Input material »

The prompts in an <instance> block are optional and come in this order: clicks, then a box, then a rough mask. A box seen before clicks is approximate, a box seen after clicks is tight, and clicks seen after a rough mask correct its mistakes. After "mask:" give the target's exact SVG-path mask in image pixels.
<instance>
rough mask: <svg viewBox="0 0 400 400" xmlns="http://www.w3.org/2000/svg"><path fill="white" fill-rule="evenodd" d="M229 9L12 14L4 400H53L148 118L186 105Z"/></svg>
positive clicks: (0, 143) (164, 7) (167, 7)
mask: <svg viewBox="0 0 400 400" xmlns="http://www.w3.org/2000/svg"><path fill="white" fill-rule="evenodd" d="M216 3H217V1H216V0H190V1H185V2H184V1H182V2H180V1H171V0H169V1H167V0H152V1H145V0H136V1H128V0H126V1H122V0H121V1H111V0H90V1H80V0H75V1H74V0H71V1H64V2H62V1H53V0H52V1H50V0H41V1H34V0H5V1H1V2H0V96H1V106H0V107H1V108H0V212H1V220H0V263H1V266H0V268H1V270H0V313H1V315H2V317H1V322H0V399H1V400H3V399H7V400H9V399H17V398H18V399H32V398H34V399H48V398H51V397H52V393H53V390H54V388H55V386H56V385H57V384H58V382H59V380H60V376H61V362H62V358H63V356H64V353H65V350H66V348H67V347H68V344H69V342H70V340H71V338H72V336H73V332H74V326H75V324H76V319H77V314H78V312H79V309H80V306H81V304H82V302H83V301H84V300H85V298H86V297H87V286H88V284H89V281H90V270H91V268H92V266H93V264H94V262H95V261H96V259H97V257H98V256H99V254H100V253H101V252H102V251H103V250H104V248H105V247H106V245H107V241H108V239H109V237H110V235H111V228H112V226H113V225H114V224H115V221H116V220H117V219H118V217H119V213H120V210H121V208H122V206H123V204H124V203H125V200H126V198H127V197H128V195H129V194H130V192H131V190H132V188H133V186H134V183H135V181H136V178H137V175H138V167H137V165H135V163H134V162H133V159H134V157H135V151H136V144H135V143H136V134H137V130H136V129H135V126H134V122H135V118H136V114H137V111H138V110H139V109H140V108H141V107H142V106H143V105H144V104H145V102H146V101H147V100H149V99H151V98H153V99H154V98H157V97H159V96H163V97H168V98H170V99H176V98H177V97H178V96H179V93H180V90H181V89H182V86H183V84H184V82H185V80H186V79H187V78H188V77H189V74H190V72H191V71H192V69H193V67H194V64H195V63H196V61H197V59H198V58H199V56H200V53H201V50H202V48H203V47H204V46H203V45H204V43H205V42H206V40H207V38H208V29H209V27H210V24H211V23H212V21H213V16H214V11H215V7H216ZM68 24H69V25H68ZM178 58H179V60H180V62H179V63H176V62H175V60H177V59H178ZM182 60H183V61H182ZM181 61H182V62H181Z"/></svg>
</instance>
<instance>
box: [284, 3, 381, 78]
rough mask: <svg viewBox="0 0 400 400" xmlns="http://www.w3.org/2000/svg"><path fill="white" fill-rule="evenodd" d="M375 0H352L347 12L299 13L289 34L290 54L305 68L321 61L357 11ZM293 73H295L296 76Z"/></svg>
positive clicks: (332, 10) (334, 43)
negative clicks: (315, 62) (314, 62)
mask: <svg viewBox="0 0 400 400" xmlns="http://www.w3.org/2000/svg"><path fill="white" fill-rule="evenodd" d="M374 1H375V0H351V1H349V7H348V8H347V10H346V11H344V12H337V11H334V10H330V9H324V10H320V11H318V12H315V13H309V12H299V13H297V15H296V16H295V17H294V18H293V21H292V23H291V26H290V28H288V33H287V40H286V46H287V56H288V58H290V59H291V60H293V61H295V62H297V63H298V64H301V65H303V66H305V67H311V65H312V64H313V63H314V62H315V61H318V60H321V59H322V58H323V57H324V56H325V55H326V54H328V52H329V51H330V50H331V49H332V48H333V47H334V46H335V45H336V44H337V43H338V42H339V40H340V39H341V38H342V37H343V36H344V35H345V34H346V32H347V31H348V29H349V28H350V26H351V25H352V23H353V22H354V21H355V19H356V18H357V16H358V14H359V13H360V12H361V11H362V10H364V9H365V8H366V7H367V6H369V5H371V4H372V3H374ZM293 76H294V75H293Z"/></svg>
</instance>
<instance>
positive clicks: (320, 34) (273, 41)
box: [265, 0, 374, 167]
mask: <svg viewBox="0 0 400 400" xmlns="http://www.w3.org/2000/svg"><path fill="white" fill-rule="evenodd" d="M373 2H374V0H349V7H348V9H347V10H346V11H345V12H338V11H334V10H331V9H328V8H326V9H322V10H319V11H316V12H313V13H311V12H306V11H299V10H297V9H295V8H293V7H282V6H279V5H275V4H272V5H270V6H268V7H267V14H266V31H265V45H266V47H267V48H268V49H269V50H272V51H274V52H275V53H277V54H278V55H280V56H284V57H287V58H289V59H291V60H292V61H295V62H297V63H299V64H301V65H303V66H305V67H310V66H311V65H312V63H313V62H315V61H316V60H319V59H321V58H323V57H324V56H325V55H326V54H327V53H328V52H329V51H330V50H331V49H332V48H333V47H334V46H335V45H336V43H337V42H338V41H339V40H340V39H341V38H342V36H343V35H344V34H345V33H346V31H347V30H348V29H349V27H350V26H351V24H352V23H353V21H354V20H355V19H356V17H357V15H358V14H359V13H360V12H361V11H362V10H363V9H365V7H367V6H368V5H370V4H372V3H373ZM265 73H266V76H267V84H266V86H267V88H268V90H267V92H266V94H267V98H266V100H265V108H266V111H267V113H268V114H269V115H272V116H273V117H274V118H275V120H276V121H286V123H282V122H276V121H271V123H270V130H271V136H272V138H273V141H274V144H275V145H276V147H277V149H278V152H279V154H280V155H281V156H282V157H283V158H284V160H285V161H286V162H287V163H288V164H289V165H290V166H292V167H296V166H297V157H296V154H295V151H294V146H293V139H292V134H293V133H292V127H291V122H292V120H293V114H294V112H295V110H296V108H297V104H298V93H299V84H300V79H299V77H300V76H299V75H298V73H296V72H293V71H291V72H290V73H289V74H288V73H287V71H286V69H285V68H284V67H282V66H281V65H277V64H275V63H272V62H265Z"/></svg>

The task » Repeat all of the material above line for line, without changing anything.

Solution to this exercise »
The prompts in an <instance> block are optional and come in this order: clicks, then a box, then a rough mask. A box seen before clicks is approximate, a box seen after clicks is tight, and clicks seen after a rough mask correct its mistakes. After "mask:" give the target's exact SVG-path mask in image pixels.
<instance>
rough mask: <svg viewBox="0 0 400 400" xmlns="http://www.w3.org/2000/svg"><path fill="white" fill-rule="evenodd" d="M229 9L12 14L4 400H53L148 118L186 105Z"/></svg>
positive clicks: (0, 143) (164, 7) (167, 7)
mask: <svg viewBox="0 0 400 400" xmlns="http://www.w3.org/2000/svg"><path fill="white" fill-rule="evenodd" d="M216 3H217V1H216V0H190V1H185V2H184V1H182V2H180V1H171V0H169V1H167V0H152V1H145V0H136V1H128V0H126V1H122V0H121V1H111V0H90V1H80V0H75V1H74V0H71V1H64V2H62V1H53V0H52V1H50V0H41V1H34V0H5V1H1V2H0V96H1V106H0V107H1V108H0V212H1V220H0V263H1V266H0V268H1V270H0V313H1V315H2V317H1V322H0V399H1V400H3V399H7V400H9V399H17V398H18V399H32V398H34V399H48V398H51V397H52V393H53V390H54V388H55V386H56V385H57V384H58V382H59V380H60V376H61V362H62V358H63V356H64V353H65V350H66V348H67V347H68V344H69V342H70V340H71V338H72V336H73V332H74V326H75V324H76V319H77V314H78V312H79V309H80V306H81V304H82V302H83V301H84V300H85V298H86V297H87V286H88V284H89V281H90V270H91V268H92V266H93V264H94V262H95V261H96V259H97V257H98V256H99V254H100V253H101V252H102V251H103V250H104V248H105V247H106V245H107V241H108V239H109V237H110V235H111V228H112V226H113V225H114V224H115V221H116V220H117V219H118V217H119V213H120V210H121V208H122V206H123V204H124V203H125V200H126V198H127V197H128V195H129V194H130V192H131V190H132V188H133V186H134V183H135V181H136V178H137V175H138V167H137V165H135V163H134V162H133V159H134V157H135V151H136V144H135V143H136V134H137V130H136V129H135V126H134V122H135V118H136V114H137V111H138V110H139V109H140V108H141V107H142V106H143V105H144V104H145V102H146V101H147V100H149V99H151V98H153V99H154V98H157V97H159V96H163V97H168V98H170V99H176V98H177V97H178V96H179V93H180V90H181V89H182V86H183V84H184V82H185V80H186V79H187V78H188V77H189V74H190V72H191V71H192V69H193V67H194V64H195V63H196V61H197V59H198V58H199V56H200V53H201V50H202V48H203V47H204V46H203V45H204V43H205V42H206V40H207V38H208V29H209V27H210V24H211V23H212V21H213V16H214V11H215V7H216ZM68 24H69V25H68ZM178 58H179V60H180V62H179V63H176V62H175V60H177V59H178ZM182 60H183V61H182ZM181 61H182V62H181Z"/></svg>
</instance>
<instance>
box: [284, 3, 381, 78]
rough mask: <svg viewBox="0 0 400 400" xmlns="http://www.w3.org/2000/svg"><path fill="white" fill-rule="evenodd" d="M375 0H352L347 12L299 13L289 34L290 54L305 68L321 61L357 11ZM293 73H295L296 76Z"/></svg>
positive clicks: (332, 10) (334, 43)
negative clicks: (315, 62) (314, 62)
mask: <svg viewBox="0 0 400 400" xmlns="http://www.w3.org/2000/svg"><path fill="white" fill-rule="evenodd" d="M374 1H375V0H351V1H349V7H348V8H347V10H346V11H344V12H337V11H334V10H330V9H324V10H320V11H318V12H315V13H309V12H299V13H297V15H296V16H295V17H294V18H293V21H292V23H291V26H290V28H288V33H287V40H286V46H287V56H288V58H290V59H291V60H293V61H295V62H297V63H298V64H301V65H303V66H305V67H311V65H312V64H313V63H314V62H315V61H318V60H321V59H322V58H323V57H324V56H325V55H326V54H328V52H329V51H330V50H331V49H332V48H333V47H334V46H335V45H336V44H337V43H338V42H339V40H340V39H341V38H342V37H343V36H344V35H345V34H346V32H347V31H348V29H349V28H350V26H351V25H352V23H353V22H354V21H355V19H356V18H357V16H358V14H359V13H360V12H361V11H362V10H364V9H365V8H366V7H367V6H369V5H371V4H372V3H374ZM293 76H294V75H293Z"/></svg>
</instance>
<instance>
positive clicks: (320, 34) (273, 41)
box: [265, 0, 374, 167]
mask: <svg viewBox="0 0 400 400" xmlns="http://www.w3.org/2000/svg"><path fill="white" fill-rule="evenodd" d="M373 2H374V0H349V7H348V9H347V10H346V11H345V12H338V11H334V10H331V9H328V8H326V9H322V10H319V11H316V12H313V13H311V12H306V11H299V10H297V9H295V8H293V7H282V6H279V5H275V4H272V5H270V6H268V7H267V14H266V31H265V45H266V47H267V48H268V49H269V50H272V51H274V52H275V53H277V54H278V55H280V56H284V57H287V58H289V59H291V60H292V61H295V62H297V63H299V64H301V65H303V66H305V67H310V66H311V65H312V63H313V62H315V61H316V60H319V59H321V58H323V57H324V56H325V55H326V54H327V53H328V52H329V51H330V50H331V49H332V48H333V47H334V46H335V45H336V43H337V42H338V41H339V40H340V39H341V38H342V36H343V35H344V34H345V33H346V31H347V30H348V29H349V27H350V26H351V24H352V23H353V21H354V20H355V19H356V17H357V15H358V14H359V13H360V12H361V11H362V10H363V9H365V7H367V6H368V5H370V4H372V3H373ZM265 73H266V76H267V84H266V86H267V88H268V90H267V92H266V94H267V98H266V100H265V108H266V111H267V113H268V114H269V115H272V116H273V117H274V118H275V120H276V121H286V123H282V122H276V121H271V123H270V130H271V136H272V138H273V141H274V144H275V145H276V147H277V149H278V152H279V154H280V155H281V156H282V157H283V158H284V160H285V161H286V162H287V163H288V164H289V165H290V166H292V167H296V166H297V157H296V154H295V151H294V146H293V139H292V134H293V133H292V127H291V122H292V120H293V114H294V112H295V110H296V108H297V104H298V93H299V84H300V79H299V77H300V76H299V75H298V73H296V72H293V71H291V72H290V73H289V74H288V73H287V71H286V69H285V68H284V67H282V66H281V65H277V64H275V63H272V62H265Z"/></svg>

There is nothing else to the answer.